- TASK DIRECTIONS
Type out the records that follow, exactly as given.

— Begin RECORDS SHOWN —

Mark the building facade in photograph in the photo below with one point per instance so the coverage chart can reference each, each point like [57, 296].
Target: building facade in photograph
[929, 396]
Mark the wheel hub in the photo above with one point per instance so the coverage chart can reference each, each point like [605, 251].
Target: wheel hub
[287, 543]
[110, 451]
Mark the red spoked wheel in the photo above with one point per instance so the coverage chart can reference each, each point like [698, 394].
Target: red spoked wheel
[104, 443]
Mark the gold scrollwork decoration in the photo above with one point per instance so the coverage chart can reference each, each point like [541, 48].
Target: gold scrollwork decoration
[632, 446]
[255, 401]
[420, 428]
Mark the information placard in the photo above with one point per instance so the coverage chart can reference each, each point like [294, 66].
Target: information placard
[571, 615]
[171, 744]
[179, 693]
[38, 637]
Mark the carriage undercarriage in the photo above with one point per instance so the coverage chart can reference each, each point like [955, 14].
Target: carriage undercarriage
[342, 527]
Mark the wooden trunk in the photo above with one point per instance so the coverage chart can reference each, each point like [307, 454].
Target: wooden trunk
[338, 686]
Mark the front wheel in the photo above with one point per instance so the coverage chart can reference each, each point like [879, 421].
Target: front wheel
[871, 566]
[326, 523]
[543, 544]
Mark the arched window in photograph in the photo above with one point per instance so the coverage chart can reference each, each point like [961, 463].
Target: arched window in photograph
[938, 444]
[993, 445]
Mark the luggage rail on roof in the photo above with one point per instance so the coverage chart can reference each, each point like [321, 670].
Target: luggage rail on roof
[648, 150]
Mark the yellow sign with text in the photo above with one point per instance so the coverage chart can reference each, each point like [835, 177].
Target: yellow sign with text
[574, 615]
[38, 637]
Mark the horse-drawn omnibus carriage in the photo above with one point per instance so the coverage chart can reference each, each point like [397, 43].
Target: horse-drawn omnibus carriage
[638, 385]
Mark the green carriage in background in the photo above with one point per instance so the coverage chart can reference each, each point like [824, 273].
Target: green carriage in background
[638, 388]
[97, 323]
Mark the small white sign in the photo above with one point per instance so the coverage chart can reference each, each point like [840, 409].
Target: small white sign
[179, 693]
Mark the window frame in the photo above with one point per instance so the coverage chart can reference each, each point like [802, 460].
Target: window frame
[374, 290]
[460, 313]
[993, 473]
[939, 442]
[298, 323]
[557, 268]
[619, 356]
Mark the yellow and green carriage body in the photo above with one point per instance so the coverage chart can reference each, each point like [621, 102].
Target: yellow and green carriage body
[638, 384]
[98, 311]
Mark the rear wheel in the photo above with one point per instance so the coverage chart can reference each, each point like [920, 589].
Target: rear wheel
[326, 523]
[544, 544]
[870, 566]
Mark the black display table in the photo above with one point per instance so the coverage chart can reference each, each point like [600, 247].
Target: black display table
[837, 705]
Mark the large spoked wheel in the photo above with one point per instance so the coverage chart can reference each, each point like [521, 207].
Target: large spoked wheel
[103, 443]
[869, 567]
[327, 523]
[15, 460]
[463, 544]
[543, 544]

— End RECORDS SHOWN —

- RESPONSE TO THIS EXERCISE
Mark the building facade in photograph in the photo below with one point per instance so the coverage chart can reference each, each point like [57, 296].
Target: building facade in photograph
[929, 396]
Mark the wheel hub in the photo above with one point per instance so the coverage chart can reference each, each point like [605, 251].
Target: wheel hub
[287, 543]
[110, 451]
Mark the red spoked wheel in the photo above with one point per instance so the coverage chart can reference each, each point like [698, 394].
Target: red spoked wheel
[104, 443]
Mark the gold scrollwork decoration in the photo above with one point per instance so the coverage chart can reference each, each point like [541, 48].
Target: gold scrollwork decoration
[632, 446]
[255, 401]
[420, 428]
Mark the information placard in the photo above with one point per instance so the coverage chart can reference each, each point like [294, 66].
Target: information placard
[571, 615]
[171, 744]
[179, 693]
[38, 637]
Mark the carriage undercarriage in the photo above with one point per instance so the coverage chart can reference each, each point like [955, 14].
Target: carriage undercarriage
[342, 527]
Mark the wooden trunk in the photo above with one point per instance so the coverage chart can reference each, each point like [307, 454].
Target: wooden trunk
[338, 686]
Mark the front wheel in the photo above with one point per instance so the coverage chart can reference each, each point like [879, 421].
Target: front wheel
[871, 566]
[326, 523]
[543, 544]
Mark the arched window in photograph in the photo above with one point per instance so the coverage chart can reference each, each point like [961, 463].
Target: arched window in photograph
[938, 444]
[993, 445]
Mark the luggage rail on roof in the photo above with one point per instance so the coverage chart can reference each, each point like [321, 670].
Target: luggage rail on roof
[648, 150]
Mark the yellow sign with text in the photo above with one point per instance so the coverage chart can reference each, each point like [835, 177].
Target: yellow sign with text
[574, 615]
[38, 637]
Mark the horse-drawn omnibus carriage in the photo above with one point per instance so the coverage chart can reference each, each point like [397, 43].
Target: horse-drawn omnibus carriage
[638, 385]
Mark the green carriage in background in the photo above with one point per instance so the coverage chart can reference each, each point like [824, 273].
Target: green carriage in background
[638, 388]
[97, 323]
Mark the small white sign in the photo above with one point per instance so the coverage chart can reference each, each point like [840, 409].
Target: small white sign
[179, 693]
Mark the window frame in the photo above with one point per instance so the coverage chart can reference each, each point like [802, 460].
Target: window frame
[374, 290]
[460, 313]
[993, 473]
[939, 442]
[298, 323]
[557, 268]
[619, 356]
Mark the yellow and green carriage body in the photo above with one point per instance so the coverage chart can reference each, each point like [621, 102].
Target: yellow and green carriage body
[638, 384]
[98, 311]
Mark the rear wheel in the photo above with one point per instance so the coverage chart can reference each, each point like [920, 589].
Target: rear wheel
[326, 523]
[544, 544]
[870, 566]
Mark the black display table in the photo above with one point per instance so the coverage chart can reference each, each point like [600, 247].
Target: black display table
[837, 705]
Mark the large spoked wheel in the photo above with one point per instance so the coverage chart can reference each, each point like [521, 207].
Target: large spoked wheel
[103, 443]
[869, 567]
[327, 523]
[15, 460]
[463, 544]
[543, 544]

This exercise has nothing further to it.